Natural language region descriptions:
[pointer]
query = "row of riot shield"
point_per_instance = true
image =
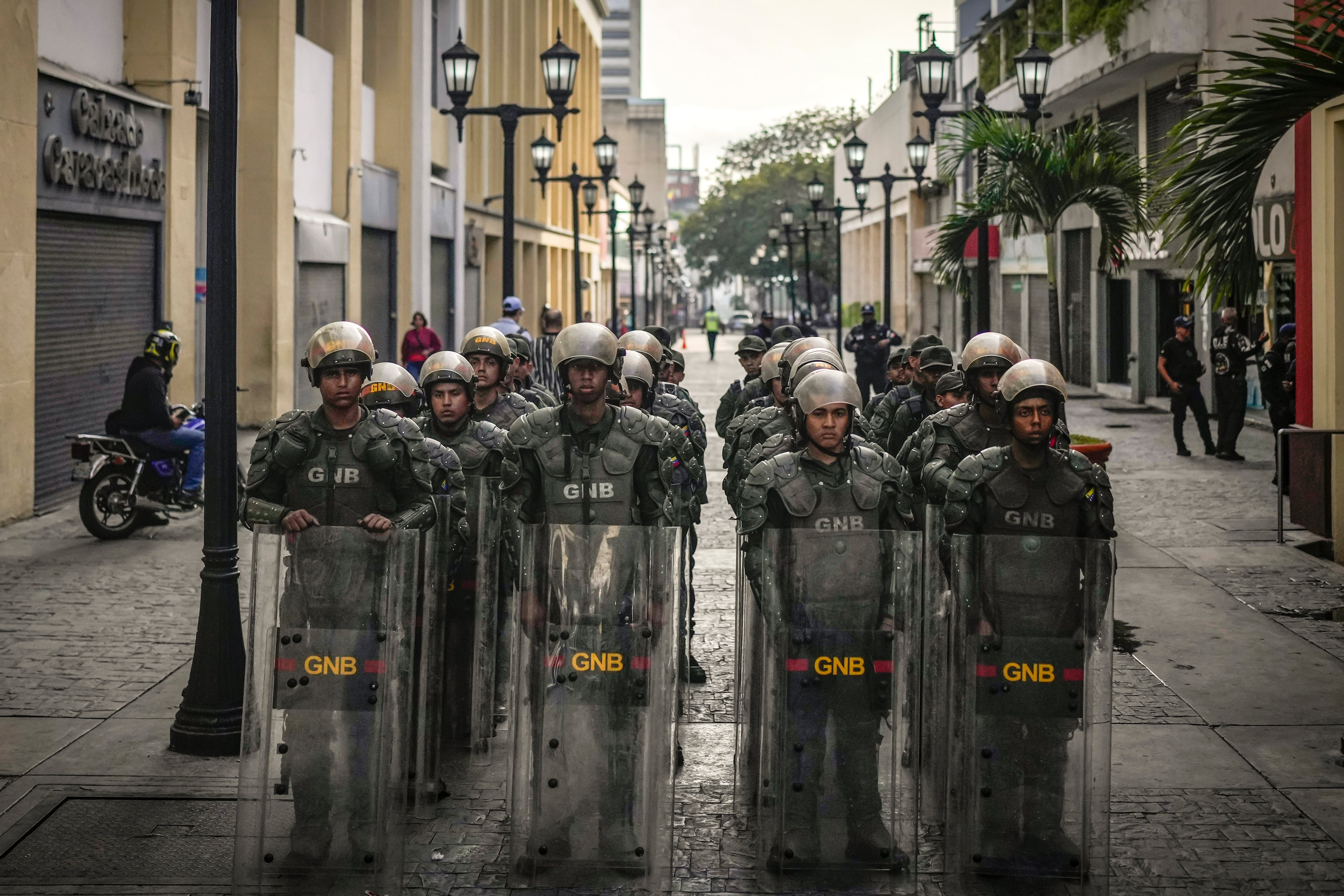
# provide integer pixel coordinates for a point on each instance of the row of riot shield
(595, 707)
(917, 704)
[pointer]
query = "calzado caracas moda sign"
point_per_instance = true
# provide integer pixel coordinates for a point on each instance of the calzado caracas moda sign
(120, 171)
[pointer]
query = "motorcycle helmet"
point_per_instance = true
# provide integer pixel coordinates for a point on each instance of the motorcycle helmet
(393, 387)
(341, 344)
(163, 346)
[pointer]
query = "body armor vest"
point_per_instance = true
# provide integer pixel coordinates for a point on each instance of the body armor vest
(337, 487)
(591, 488)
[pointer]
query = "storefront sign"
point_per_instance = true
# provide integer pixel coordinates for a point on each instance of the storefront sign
(1272, 226)
(99, 150)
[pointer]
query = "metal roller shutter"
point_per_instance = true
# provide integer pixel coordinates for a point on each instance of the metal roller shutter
(97, 296)
(319, 299)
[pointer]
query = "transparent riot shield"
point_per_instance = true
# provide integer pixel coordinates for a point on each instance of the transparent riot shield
(471, 645)
(746, 684)
(595, 708)
(935, 639)
(437, 567)
(837, 786)
(322, 792)
(1030, 741)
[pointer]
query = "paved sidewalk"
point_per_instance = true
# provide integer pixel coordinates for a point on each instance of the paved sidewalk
(1229, 715)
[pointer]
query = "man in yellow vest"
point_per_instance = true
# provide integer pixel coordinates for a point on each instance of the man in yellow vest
(712, 328)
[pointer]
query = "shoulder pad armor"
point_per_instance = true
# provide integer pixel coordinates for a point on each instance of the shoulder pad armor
(534, 429)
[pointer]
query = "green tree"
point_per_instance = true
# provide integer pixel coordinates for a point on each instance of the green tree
(722, 237)
(1034, 178)
(812, 132)
(1220, 150)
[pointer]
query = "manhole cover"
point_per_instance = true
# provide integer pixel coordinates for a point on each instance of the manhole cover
(127, 841)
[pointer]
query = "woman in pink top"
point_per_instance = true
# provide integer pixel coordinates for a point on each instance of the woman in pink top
(419, 344)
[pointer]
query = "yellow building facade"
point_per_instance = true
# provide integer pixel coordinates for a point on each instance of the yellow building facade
(355, 198)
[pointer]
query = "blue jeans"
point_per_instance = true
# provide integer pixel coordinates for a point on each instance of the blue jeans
(182, 440)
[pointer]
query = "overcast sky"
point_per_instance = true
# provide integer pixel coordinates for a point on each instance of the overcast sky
(729, 66)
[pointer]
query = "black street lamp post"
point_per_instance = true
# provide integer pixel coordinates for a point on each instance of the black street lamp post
(560, 66)
(209, 723)
(612, 216)
(855, 154)
(933, 69)
(544, 152)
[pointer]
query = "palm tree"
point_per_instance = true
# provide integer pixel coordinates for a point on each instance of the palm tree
(1221, 148)
(1034, 178)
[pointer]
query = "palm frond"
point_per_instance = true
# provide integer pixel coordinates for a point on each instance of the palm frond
(1221, 148)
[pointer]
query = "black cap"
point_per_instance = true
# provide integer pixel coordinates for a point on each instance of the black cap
(750, 344)
(923, 343)
(953, 382)
(936, 356)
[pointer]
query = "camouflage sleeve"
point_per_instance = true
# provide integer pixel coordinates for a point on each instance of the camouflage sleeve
(280, 447)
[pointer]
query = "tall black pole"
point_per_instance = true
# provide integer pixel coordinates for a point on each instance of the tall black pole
(982, 257)
(807, 262)
(209, 723)
(616, 285)
(839, 279)
(578, 266)
(886, 252)
(510, 124)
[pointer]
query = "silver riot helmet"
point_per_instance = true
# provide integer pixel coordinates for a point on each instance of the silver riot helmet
(1033, 378)
(638, 371)
(588, 342)
(646, 344)
(448, 367)
(393, 387)
(990, 351)
(771, 362)
(487, 340)
(810, 362)
(341, 344)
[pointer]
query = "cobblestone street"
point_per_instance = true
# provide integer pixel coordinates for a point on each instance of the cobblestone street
(1228, 772)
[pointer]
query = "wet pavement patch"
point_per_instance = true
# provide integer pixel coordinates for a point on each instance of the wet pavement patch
(115, 841)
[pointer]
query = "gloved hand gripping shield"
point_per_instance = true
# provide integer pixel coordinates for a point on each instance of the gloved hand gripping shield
(1030, 741)
(837, 788)
(595, 666)
(326, 734)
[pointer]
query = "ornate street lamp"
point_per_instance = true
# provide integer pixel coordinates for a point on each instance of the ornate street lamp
(560, 66)
(604, 148)
(857, 152)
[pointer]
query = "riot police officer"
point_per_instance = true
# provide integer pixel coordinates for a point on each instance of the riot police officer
(521, 374)
(808, 491)
(1030, 601)
(588, 464)
(750, 348)
(341, 465)
(870, 343)
(935, 362)
(486, 453)
(659, 487)
(492, 355)
(881, 420)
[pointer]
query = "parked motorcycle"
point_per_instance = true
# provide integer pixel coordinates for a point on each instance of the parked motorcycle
(128, 484)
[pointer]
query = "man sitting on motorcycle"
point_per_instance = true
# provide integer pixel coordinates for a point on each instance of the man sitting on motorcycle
(146, 417)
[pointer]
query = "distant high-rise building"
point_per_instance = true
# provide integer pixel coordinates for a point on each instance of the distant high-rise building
(621, 50)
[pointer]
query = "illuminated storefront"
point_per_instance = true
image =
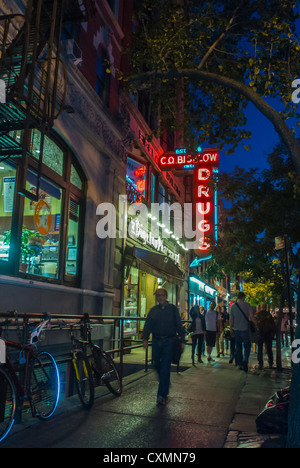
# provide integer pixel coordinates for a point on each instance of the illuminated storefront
(41, 239)
(200, 293)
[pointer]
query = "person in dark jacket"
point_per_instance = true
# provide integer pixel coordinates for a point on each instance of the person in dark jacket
(164, 322)
(266, 331)
(197, 330)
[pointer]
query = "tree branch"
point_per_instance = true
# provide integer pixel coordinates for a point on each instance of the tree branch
(269, 112)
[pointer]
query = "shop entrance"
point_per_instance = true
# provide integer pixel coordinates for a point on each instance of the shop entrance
(139, 297)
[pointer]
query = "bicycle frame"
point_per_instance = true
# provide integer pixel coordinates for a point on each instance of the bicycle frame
(28, 350)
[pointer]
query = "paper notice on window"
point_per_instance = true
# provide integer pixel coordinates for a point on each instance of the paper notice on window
(8, 193)
(2, 352)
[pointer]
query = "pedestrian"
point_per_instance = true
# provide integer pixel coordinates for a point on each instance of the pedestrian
(197, 329)
(266, 330)
(225, 317)
(239, 326)
(164, 322)
(284, 330)
(211, 329)
(220, 332)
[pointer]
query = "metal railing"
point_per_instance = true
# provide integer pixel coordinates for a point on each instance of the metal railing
(117, 337)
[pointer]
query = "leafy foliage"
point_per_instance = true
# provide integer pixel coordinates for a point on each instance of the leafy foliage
(261, 207)
(253, 43)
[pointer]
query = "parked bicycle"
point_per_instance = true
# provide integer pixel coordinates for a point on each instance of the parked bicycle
(82, 370)
(96, 369)
(33, 377)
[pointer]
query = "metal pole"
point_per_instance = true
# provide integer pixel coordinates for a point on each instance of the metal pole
(288, 287)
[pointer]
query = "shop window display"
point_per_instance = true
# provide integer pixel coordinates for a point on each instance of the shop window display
(41, 229)
(131, 294)
(7, 194)
(136, 178)
(41, 237)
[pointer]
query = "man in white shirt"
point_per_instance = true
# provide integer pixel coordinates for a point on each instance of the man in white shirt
(239, 326)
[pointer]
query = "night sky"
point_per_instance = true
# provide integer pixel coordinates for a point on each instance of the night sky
(264, 138)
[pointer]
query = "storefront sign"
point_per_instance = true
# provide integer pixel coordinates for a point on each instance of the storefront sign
(154, 156)
(137, 231)
(42, 217)
(178, 160)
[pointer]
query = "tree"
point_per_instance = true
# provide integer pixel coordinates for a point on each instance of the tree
(227, 53)
(261, 207)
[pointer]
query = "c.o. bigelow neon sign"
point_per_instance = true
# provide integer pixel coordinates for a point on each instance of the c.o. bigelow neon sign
(204, 165)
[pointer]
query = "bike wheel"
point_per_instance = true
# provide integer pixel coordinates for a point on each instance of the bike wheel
(105, 370)
(44, 384)
(84, 380)
(8, 403)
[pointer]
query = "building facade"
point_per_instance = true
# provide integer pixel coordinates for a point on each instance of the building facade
(83, 149)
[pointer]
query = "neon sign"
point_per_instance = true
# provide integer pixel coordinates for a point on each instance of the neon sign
(204, 164)
(179, 160)
(205, 200)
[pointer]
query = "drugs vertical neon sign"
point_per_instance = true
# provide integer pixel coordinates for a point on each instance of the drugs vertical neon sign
(205, 201)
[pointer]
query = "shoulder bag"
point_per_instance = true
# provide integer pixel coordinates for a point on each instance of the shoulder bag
(253, 333)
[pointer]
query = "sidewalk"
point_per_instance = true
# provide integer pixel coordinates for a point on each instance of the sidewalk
(212, 405)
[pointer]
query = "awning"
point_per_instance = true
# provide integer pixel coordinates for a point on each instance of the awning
(156, 264)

PROBLEM STATEMENT:
What is wanted is the line containing "of the sidewalk" and every line after it through the last line of the entries, printed exactly.

SOLUTION:
# provide integer pixel coordinates for a point on each instance of the sidewalk
(212, 405)
[pointer]
query = "awning"
point_per_instance = true
# provide integer pixel coordinates for a point on each instance of the awning
(156, 264)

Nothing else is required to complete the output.